- **WORK INSTRUCTION**: Please copy the data below exactly, from its first line through the line holding "like [(373, 124)]", and skip the pictures.
----
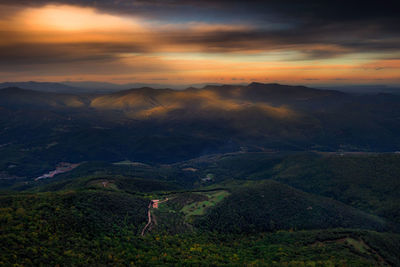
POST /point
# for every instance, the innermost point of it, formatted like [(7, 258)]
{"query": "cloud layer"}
[(199, 40)]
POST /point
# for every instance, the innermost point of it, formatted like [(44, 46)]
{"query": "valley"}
[(222, 175)]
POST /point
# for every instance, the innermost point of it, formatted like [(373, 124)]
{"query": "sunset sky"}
[(189, 41)]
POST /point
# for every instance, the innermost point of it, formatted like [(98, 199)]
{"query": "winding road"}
[(149, 214), (149, 218)]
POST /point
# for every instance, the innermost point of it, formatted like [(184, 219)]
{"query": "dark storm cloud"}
[(317, 29)]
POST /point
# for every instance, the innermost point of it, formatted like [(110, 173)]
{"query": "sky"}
[(200, 41)]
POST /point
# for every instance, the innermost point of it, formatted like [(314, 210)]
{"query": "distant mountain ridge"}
[(153, 125)]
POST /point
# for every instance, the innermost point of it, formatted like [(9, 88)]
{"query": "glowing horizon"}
[(59, 42)]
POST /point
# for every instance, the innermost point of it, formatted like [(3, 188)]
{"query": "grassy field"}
[(198, 208)]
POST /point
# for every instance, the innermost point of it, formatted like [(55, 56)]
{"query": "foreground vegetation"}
[(254, 209)]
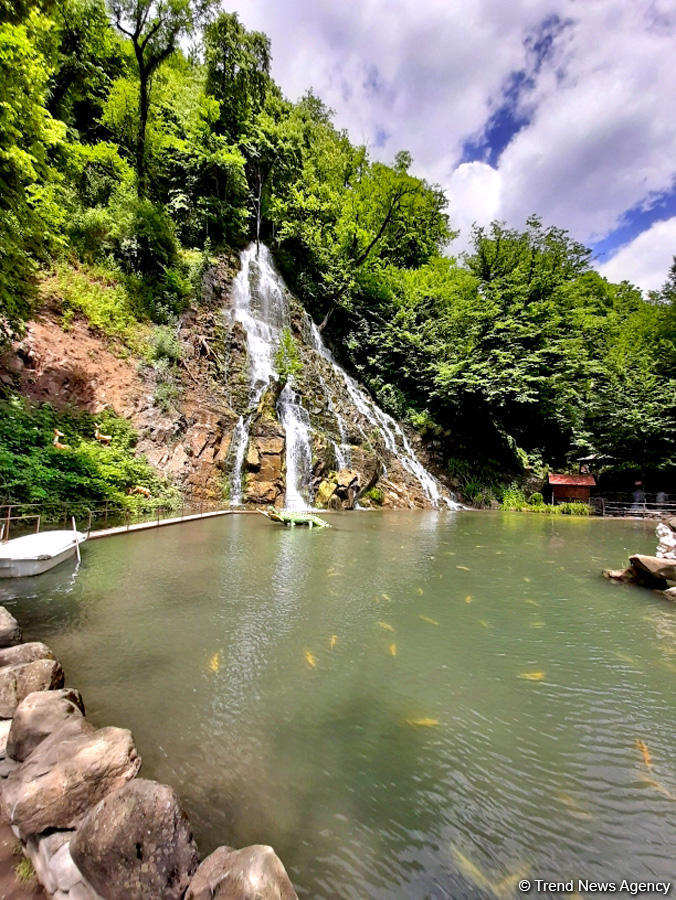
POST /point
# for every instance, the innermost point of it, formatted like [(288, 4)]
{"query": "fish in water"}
[(500, 888), (660, 788), (647, 758)]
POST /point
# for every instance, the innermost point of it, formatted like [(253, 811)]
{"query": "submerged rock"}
[(23, 653), (137, 844), (653, 570), (39, 715), (253, 873), (67, 774), (10, 633), (17, 682)]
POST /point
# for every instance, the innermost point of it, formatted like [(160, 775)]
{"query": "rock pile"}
[(92, 829), (656, 572)]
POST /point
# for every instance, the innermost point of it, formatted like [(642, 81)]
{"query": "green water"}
[(195, 637)]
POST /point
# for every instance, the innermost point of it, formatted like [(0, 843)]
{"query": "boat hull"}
[(24, 568)]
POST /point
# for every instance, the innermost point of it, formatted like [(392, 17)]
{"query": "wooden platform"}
[(158, 523)]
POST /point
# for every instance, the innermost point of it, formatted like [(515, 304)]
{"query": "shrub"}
[(287, 360), (375, 495), (100, 296)]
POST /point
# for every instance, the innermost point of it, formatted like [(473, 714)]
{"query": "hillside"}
[(133, 177)]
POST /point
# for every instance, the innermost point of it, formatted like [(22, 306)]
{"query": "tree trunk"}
[(141, 180)]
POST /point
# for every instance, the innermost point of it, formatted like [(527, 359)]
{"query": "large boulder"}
[(39, 715), (654, 571), (10, 633), (136, 844), (67, 774), (253, 873), (23, 653), (17, 682)]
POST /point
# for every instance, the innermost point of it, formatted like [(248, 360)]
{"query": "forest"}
[(140, 139)]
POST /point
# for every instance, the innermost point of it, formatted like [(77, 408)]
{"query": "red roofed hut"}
[(571, 487)]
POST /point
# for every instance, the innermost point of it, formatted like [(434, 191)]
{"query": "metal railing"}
[(97, 516), (626, 506)]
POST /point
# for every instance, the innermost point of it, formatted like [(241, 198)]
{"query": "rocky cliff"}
[(237, 426)]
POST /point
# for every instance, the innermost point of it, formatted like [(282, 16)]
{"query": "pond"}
[(404, 705)]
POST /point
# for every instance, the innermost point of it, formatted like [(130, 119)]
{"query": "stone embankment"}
[(89, 825), (656, 572)]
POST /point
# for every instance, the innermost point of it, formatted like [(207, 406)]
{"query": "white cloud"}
[(600, 137), (646, 260)]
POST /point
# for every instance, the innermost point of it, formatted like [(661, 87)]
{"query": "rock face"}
[(654, 570), (253, 873), (39, 715), (136, 844), (17, 682), (23, 653), (67, 774), (10, 633)]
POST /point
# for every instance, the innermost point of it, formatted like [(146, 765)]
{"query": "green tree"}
[(30, 214), (154, 28)]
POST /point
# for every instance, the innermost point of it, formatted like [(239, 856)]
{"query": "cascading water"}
[(392, 433), (296, 422), (260, 304)]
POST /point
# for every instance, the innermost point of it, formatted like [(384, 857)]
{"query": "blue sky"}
[(564, 108)]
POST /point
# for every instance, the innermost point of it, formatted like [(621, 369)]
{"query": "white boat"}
[(34, 554)]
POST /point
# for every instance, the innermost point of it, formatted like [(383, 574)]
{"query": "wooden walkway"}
[(158, 523)]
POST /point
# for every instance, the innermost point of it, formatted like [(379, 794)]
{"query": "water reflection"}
[(439, 771)]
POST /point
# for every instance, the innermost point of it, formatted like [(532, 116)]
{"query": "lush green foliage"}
[(120, 150), (287, 359), (86, 474)]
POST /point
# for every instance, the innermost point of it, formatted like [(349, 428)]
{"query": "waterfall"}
[(296, 422), (260, 304), (391, 431)]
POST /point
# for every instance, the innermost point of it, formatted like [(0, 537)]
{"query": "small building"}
[(570, 487)]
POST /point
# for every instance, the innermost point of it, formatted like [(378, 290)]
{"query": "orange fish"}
[(647, 758)]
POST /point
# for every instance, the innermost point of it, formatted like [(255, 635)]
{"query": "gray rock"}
[(65, 874), (39, 715), (17, 682), (10, 633), (67, 774), (22, 653), (5, 725), (137, 843), (253, 873), (654, 570)]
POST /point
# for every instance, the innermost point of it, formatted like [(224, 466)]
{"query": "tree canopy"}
[(123, 147)]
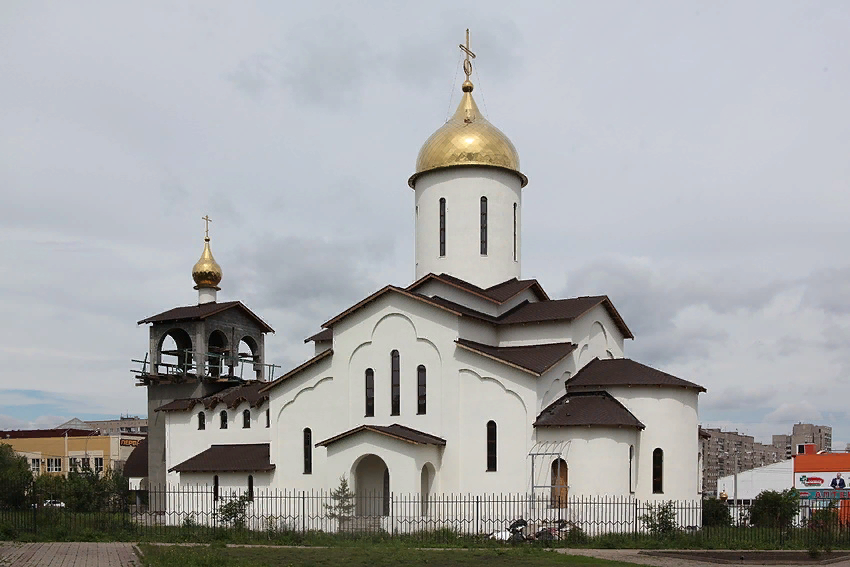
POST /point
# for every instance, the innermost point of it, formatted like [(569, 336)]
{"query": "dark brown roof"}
[(231, 397), (524, 313), (40, 433), (395, 430), (535, 359), (625, 372), (562, 309), (202, 311), (321, 356), (498, 293), (323, 335), (229, 458), (587, 408), (380, 293), (136, 465)]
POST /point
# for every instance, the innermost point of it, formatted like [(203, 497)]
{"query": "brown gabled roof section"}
[(203, 311), (577, 409), (524, 313), (625, 372), (230, 397), (562, 309), (321, 356), (534, 359), (323, 335), (499, 293), (396, 431), (380, 293), (228, 458)]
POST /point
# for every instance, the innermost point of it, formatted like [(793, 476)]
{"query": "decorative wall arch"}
[(302, 391), (496, 381)]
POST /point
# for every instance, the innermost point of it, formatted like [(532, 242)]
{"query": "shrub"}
[(773, 509), (660, 519), (341, 508), (234, 511), (715, 513)]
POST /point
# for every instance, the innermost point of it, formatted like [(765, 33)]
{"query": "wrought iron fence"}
[(201, 513)]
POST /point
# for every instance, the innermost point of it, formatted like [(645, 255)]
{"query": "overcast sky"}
[(689, 159)]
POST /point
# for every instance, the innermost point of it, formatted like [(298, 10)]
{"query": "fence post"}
[(303, 517), (34, 510)]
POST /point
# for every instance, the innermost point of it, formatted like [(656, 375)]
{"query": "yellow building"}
[(57, 451)]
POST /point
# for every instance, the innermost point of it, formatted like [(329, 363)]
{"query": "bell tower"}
[(198, 350), (468, 194)]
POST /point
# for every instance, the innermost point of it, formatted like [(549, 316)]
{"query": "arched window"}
[(420, 389), (395, 383), (484, 225), (658, 471), (491, 445), (308, 451), (442, 227), (514, 232), (559, 483), (370, 392)]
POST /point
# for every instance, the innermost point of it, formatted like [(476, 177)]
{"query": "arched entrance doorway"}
[(372, 487), (559, 483)]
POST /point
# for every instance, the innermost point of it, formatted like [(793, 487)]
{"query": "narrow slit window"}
[(442, 227), (308, 451), (484, 225), (514, 232), (658, 471), (491, 445), (370, 392), (420, 390), (395, 383)]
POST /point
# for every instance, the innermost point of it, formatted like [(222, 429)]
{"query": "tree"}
[(773, 509), (15, 478), (715, 513), (341, 508)]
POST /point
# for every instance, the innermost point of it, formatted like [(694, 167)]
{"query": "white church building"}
[(468, 380)]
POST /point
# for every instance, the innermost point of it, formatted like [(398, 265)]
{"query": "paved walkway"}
[(68, 555), (635, 556)]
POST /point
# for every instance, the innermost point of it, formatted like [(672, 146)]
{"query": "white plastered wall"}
[(463, 187)]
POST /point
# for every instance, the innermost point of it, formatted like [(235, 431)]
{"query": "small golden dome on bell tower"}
[(206, 272)]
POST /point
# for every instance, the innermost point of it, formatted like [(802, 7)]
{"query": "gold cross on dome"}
[(207, 220), (467, 64)]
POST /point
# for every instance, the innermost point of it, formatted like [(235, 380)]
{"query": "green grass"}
[(211, 556)]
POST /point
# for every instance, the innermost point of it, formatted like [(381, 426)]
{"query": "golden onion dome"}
[(206, 272), (467, 139)]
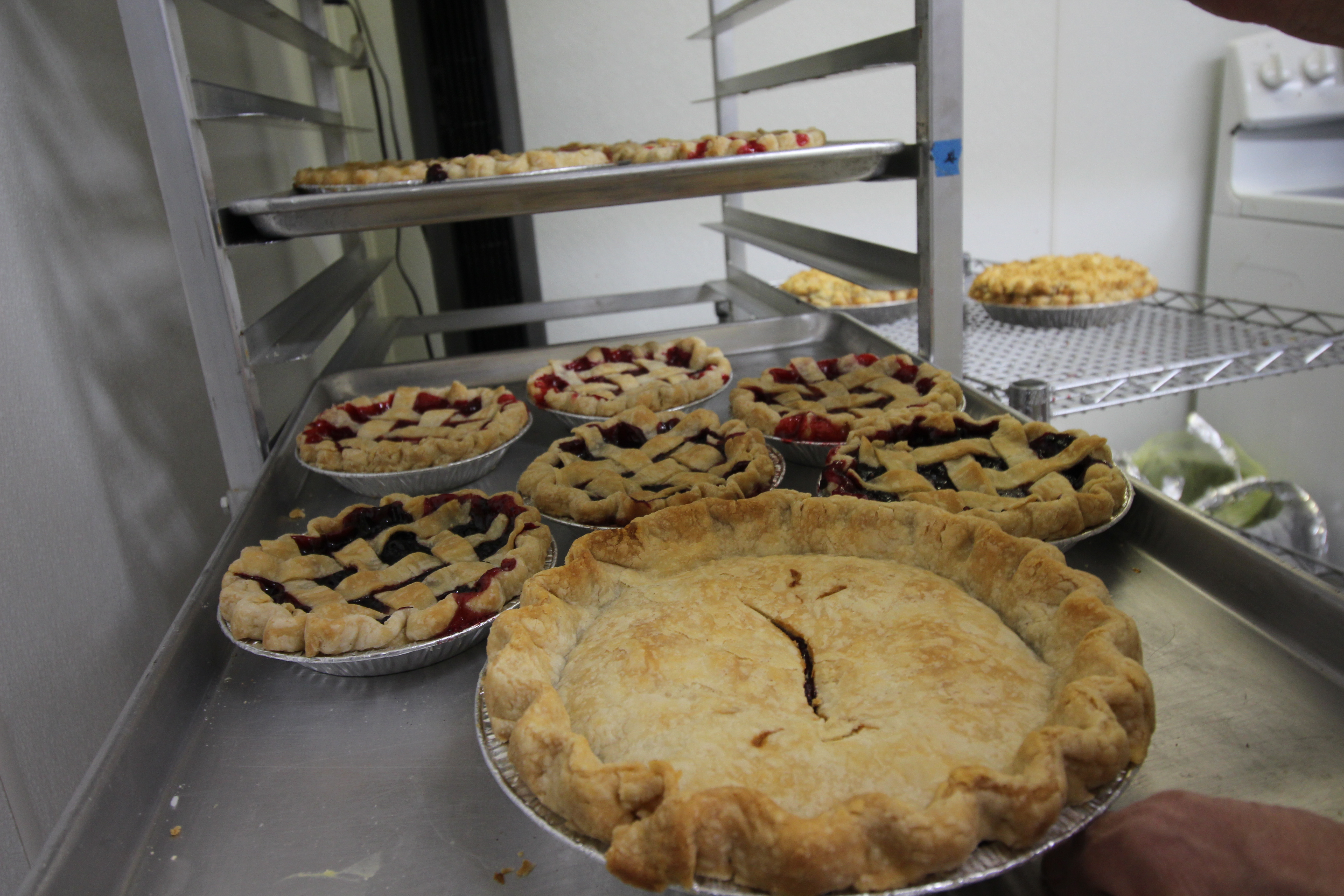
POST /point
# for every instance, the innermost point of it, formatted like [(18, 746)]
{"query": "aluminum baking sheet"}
[(291, 784), (543, 191), (780, 469), (389, 660), (433, 480), (988, 860)]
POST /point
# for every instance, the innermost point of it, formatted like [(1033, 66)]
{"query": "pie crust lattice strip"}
[(604, 382), (1031, 480), (409, 570), (806, 695), (815, 401), (640, 463), (412, 429)]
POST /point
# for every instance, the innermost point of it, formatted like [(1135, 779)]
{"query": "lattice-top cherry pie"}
[(1030, 479), (412, 429), (604, 382), (807, 695), (639, 463), (823, 401), (382, 577)]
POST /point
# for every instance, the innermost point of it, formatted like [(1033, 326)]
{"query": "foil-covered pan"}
----
- **YOUR SOLUTION**:
POST /point
# for every instance, the innermost point of it, formatted like [(7, 258)]
{"query": "cloud layer"}
[(199, 40)]
POST /point
# for every instance, the innermost point of it, formatted like [(44, 46)]
{"query": "valley"}
[(222, 175)]
POST /point
# for every instance, the innermost point of it, formatted like [(373, 124)]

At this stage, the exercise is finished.